--- Textabschnitt ---

···

Mehrfach habe die Initiative in diesem Zusammenhang auf die ihrer Meinung nach tendenziösen Darstellungen, insbesondere auf dem gesamten Feld des Artenschutzes, hingewiesen. Dem Winterlinger Widerspruchsführer Herbert Bitsch sei nun bei der Vorbereitung seiner Klage für das Verwaltungsgericht aufgefallen, dass mit der Beauftragung von Diplombiologe Jonas Scheck durch die Gemeinde Bitz zur Erstellung eines Gutachtens für die Greifvogelsituation der „Bock zum Gärtner“ gemacht wurde.

Zur Erinnerung: Herbert Bitsch erhebt beim Verwaltungsgericht Sigmaringen Anklage und ficht die immissionsschutzrechtliche Teilgenehmigung vom 9. Dezember 2016 des Landratsamtes Zollernalb an. Er beantragt, diese Teilgenehmigung zur Aufstellung und zum Betrieb von vier Windkraftanlagen auf der Gemarkung Winterlingen sowie den Widerspruchsbescheid des Regierungspräsidiums Tübingen vom 27. November 2017 aufzuheben.

···

--- Bereitgestellte Angaben ---
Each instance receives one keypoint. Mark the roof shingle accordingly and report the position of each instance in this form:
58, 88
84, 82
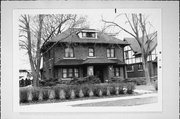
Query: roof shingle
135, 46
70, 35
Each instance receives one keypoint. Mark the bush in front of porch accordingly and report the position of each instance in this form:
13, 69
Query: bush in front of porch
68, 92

···

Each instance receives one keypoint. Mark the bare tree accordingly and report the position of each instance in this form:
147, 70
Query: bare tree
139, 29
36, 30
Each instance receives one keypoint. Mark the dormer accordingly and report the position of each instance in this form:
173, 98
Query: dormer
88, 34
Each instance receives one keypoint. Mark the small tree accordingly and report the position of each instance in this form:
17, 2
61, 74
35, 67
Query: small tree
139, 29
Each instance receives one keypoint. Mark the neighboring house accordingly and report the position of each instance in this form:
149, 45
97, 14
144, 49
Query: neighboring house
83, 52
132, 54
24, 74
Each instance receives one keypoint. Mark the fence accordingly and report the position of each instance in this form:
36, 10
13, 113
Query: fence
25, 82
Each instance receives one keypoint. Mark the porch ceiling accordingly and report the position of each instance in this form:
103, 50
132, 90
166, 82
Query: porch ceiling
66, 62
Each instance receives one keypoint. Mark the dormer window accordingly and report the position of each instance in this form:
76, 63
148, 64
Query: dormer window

···

--- Zur Aufgabe ---
Übersetze aus dem Textabschnitt über die Klage gegen die Windkraftanlagen diesen Satz ins Englische: „Er beantragt, diese Teilgenehmigung zur Aufstellung und zum Betrieb von vier Windkraftanlagen auf der Gemarkung Winterlingen sowie den Widerspruchsbescheid des Regierungspräsidiums Tübingen vom 27. November 2017 aufzuheben.“ Das Material spielt hierfür keine Rolle.

--- Lösung ---
He is requesting that this partial permit for the erection and operation of four wind turbines in the municipal area of Winterlingen, as well as the objection ruling of the Tübingen Regional Council of November 27, 2017, be revoked.